### ПРЕДЛОЖЕННЫЙ ОТРЫВОК

####################

Прокопович был убежден, что у Родышевского, «по природе своей зело трусливого» и «скудного в рассуждении», явно «были некие прилежные наустители, которые плутца сего к тому привели, отворяя ему страх показанием новой некоей имеющей быть перемены, нового в государстве состояния, и обнадеживая дурака великим высокого чина за таковый его труд награждением». В качестве такого злобного подстрекателя он и выставлял Алексея Макарова, с которым не ладил еще в бытность того всемогущим кабинет-секретарем; к тому же апологет самодержавия знал, что Алексей Васильевич, как и многие представители «генералитета», подписывал в феврале 1730 года ограничительные проекты. В результате этой интриги Макаров с семейством в 1734 году был посажен под домашний арест, и новое следствие длилось до его смерти в 1740 году.

####################

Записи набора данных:
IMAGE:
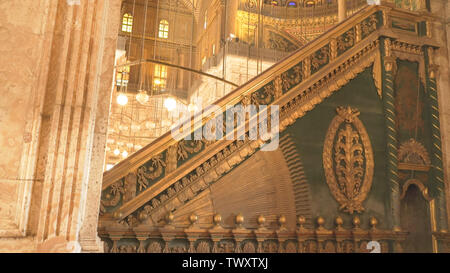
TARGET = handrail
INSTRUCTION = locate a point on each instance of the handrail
(161, 143)
(309, 63)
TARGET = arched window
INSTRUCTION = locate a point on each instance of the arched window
(123, 76)
(127, 22)
(160, 77)
(163, 29)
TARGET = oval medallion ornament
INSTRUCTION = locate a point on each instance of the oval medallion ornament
(348, 160)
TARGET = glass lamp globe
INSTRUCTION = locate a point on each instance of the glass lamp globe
(170, 104)
(192, 107)
(150, 125)
(122, 99)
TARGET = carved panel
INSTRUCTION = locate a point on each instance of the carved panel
(348, 160)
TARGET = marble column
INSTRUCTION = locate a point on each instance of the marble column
(70, 163)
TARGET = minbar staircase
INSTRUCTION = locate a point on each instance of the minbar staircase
(141, 193)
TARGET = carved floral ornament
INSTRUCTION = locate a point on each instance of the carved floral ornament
(348, 160)
(158, 167)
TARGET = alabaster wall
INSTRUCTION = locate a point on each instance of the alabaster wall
(56, 65)
(441, 33)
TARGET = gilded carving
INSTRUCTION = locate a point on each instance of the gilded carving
(413, 152)
(370, 25)
(320, 58)
(152, 172)
(346, 40)
(348, 160)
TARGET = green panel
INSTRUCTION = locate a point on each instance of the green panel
(309, 134)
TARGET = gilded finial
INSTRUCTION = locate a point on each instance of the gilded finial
(169, 218)
(373, 222)
(118, 215)
(217, 219)
(193, 218)
(339, 222)
(239, 219)
(261, 220)
(356, 222)
(320, 222)
(143, 215)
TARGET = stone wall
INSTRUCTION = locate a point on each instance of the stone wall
(57, 61)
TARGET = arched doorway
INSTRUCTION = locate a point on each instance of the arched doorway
(416, 217)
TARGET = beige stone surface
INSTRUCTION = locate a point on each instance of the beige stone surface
(53, 119)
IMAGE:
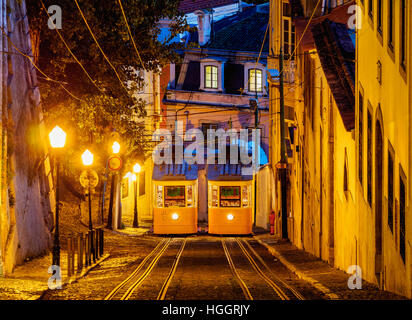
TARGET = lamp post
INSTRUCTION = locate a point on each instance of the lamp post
(115, 150)
(57, 141)
(87, 158)
(136, 170)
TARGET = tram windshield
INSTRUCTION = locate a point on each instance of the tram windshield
(175, 196)
(230, 196)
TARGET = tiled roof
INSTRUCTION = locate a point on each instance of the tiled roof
(242, 34)
(337, 55)
(188, 6)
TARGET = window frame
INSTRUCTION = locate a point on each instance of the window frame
(391, 186)
(256, 70)
(251, 65)
(403, 44)
(212, 74)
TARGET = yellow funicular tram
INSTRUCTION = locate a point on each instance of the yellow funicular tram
(230, 200)
(175, 199)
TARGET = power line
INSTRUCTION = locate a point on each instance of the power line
(100, 48)
(130, 34)
(68, 48)
(34, 64)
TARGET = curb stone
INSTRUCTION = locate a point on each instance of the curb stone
(77, 277)
(299, 273)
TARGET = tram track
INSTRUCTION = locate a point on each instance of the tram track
(279, 287)
(126, 289)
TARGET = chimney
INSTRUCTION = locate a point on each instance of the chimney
(204, 25)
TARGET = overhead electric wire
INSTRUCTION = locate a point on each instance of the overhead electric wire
(37, 67)
(100, 48)
(68, 48)
(130, 34)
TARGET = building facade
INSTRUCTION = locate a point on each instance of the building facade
(26, 188)
(348, 178)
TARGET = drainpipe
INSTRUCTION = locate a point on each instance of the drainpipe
(410, 156)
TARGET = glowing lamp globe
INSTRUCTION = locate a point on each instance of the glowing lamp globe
(57, 137)
(116, 147)
(87, 158)
(136, 168)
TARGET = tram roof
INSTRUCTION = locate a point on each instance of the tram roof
(167, 172)
(227, 172)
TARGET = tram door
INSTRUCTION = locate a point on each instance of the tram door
(202, 192)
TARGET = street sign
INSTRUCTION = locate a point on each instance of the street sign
(115, 163)
(87, 175)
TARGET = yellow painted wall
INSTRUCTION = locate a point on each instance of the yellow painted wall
(389, 100)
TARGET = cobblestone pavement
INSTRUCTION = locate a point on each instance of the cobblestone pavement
(203, 273)
(320, 273)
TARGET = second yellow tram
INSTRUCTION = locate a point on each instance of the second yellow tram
(175, 199)
(230, 200)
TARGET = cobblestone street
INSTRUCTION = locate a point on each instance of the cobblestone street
(203, 272)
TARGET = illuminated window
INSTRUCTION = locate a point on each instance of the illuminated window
(403, 35)
(142, 183)
(230, 196)
(255, 80)
(360, 137)
(288, 36)
(211, 77)
(391, 181)
(402, 217)
(175, 196)
(159, 196)
(370, 10)
(380, 17)
(369, 158)
(391, 24)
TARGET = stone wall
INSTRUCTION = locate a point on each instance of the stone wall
(26, 218)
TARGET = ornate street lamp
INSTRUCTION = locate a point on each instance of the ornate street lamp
(136, 170)
(57, 141)
(116, 147)
(87, 159)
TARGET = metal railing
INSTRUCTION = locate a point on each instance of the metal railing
(81, 250)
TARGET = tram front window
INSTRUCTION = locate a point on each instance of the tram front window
(230, 197)
(175, 197)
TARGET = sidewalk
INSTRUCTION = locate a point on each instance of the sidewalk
(333, 283)
(30, 280)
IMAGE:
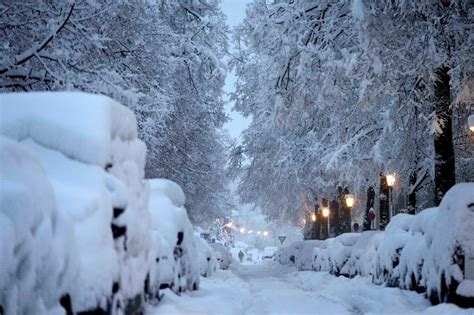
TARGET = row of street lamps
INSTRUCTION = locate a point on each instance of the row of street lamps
(350, 201)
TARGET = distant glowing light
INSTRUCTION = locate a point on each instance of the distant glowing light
(350, 200)
(470, 122)
(390, 180)
(325, 212)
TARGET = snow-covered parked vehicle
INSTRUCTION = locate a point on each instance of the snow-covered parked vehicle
(88, 146)
(430, 252)
(208, 263)
(304, 254)
(223, 255)
(269, 252)
(176, 262)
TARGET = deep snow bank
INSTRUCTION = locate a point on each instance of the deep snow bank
(88, 148)
(427, 252)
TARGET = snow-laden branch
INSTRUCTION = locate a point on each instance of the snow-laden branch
(29, 53)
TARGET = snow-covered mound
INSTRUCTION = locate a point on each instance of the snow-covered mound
(223, 255)
(88, 195)
(428, 252)
(177, 262)
(38, 252)
(88, 147)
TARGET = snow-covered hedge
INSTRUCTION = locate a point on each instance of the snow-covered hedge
(39, 258)
(79, 228)
(177, 246)
(224, 258)
(424, 252)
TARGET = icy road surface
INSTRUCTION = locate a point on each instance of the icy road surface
(270, 288)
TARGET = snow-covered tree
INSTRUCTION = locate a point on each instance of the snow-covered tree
(341, 92)
(160, 58)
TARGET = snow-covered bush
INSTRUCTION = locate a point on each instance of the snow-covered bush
(427, 252)
(38, 252)
(89, 148)
(304, 254)
(362, 260)
(208, 263)
(177, 261)
(269, 252)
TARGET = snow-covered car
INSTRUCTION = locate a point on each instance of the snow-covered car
(304, 253)
(430, 252)
(88, 146)
(39, 260)
(176, 262)
(269, 252)
(223, 255)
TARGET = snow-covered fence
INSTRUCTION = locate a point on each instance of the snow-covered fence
(177, 246)
(76, 228)
(428, 252)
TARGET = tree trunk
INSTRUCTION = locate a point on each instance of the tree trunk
(412, 195)
(344, 213)
(445, 176)
(384, 205)
(369, 205)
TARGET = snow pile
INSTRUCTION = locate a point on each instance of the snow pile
(177, 263)
(206, 257)
(424, 252)
(38, 252)
(223, 255)
(88, 147)
(80, 125)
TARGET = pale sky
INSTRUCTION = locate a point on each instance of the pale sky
(235, 12)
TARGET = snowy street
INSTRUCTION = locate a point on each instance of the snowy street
(271, 288)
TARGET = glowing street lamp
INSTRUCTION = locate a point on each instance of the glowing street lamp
(325, 211)
(350, 200)
(390, 182)
(470, 123)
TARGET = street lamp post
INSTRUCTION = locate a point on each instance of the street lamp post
(470, 123)
(326, 212)
(390, 183)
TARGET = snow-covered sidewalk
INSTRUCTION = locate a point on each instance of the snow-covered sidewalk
(271, 288)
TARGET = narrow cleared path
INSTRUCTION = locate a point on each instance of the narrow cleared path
(270, 288)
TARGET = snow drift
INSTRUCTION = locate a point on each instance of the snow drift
(93, 163)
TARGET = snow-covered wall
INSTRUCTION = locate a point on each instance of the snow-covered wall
(424, 252)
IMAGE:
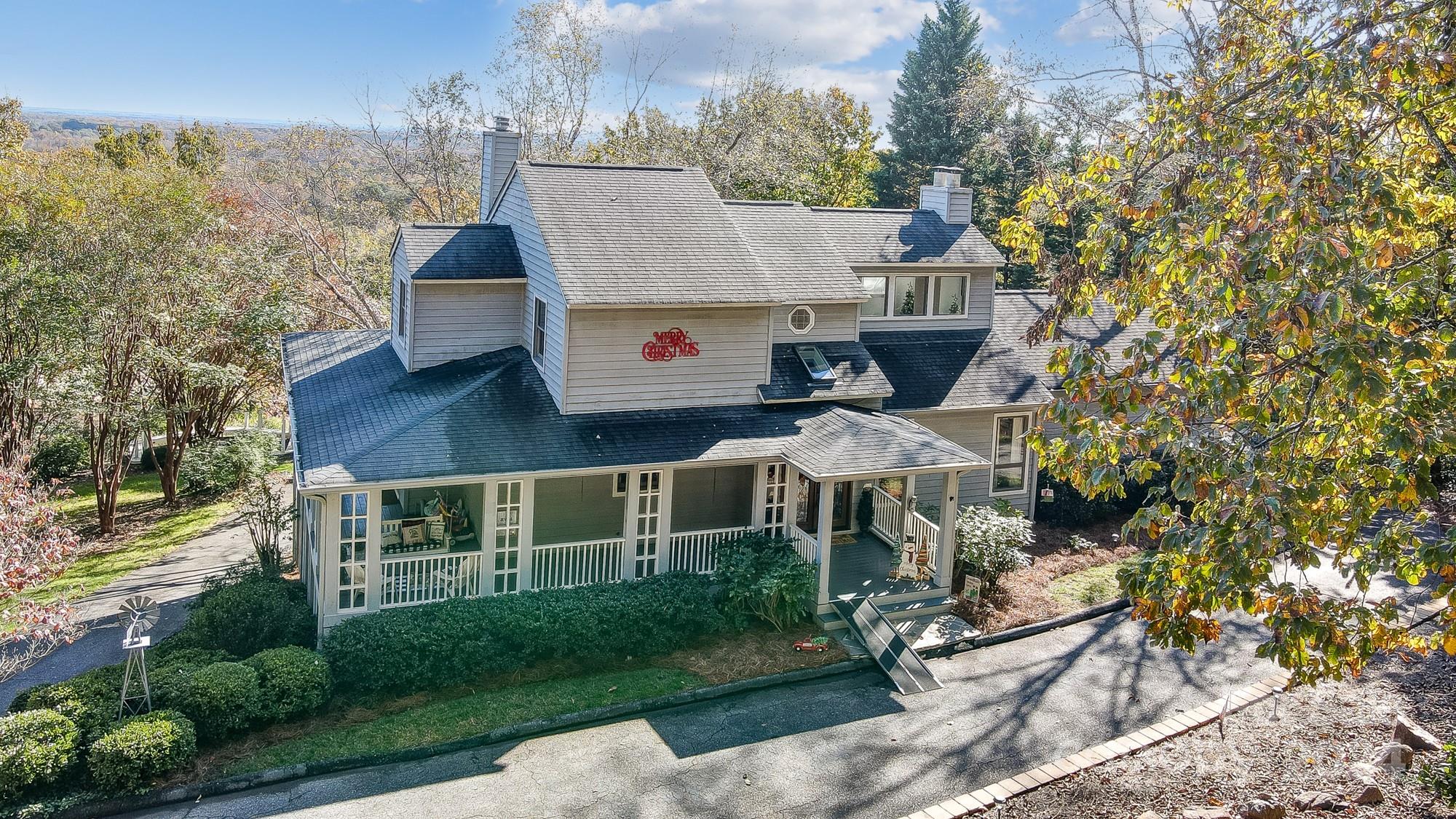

####################

### ЧТО СДЕЛАТЬ
**1)** Обновите часть отрывка — всё от слов «Прокопович был убежден, что» вниз до слов «в 1740 году.», поставив «Феофан Прокопович» вместо «Прокопович».
**2)** Выпишите все годы, которые упоминаются в отрывке.
Записи для работы не понадобятся.

### ОТВЕТЫ ПО ЗАДАНИЯМ
**1)**
Феофан Прокопович был убежден, что у Родышевского, «по природе своей зело трусливого» и «скудного в рассуждении», явно «были некие прилежные наустители, которые плутца сего к тому привели, отворяя ему страх показанием новой некоей имеющей быть перемены, нового в государстве состояния, и обнадеживая дурака великим высокого чина за таковый его труд награждением». В качестве такого злобного подстрекателя он и выставлял Алексея Макарова, с которым не ладил еще в бытность того всемогущим кабинет-секретарем; к тому же апологет самодержавия знал, что Алексей Васильевич, как и многие представители «генералитета», подписывал в феврале 1730 года ограничительные проекты. В результате этой интриги Макаров с семейством в 1734 году был посажен под домашний арест, и новое следствие длилось до его смерти в 1740 году.

**2)** 1730, 1734, 1740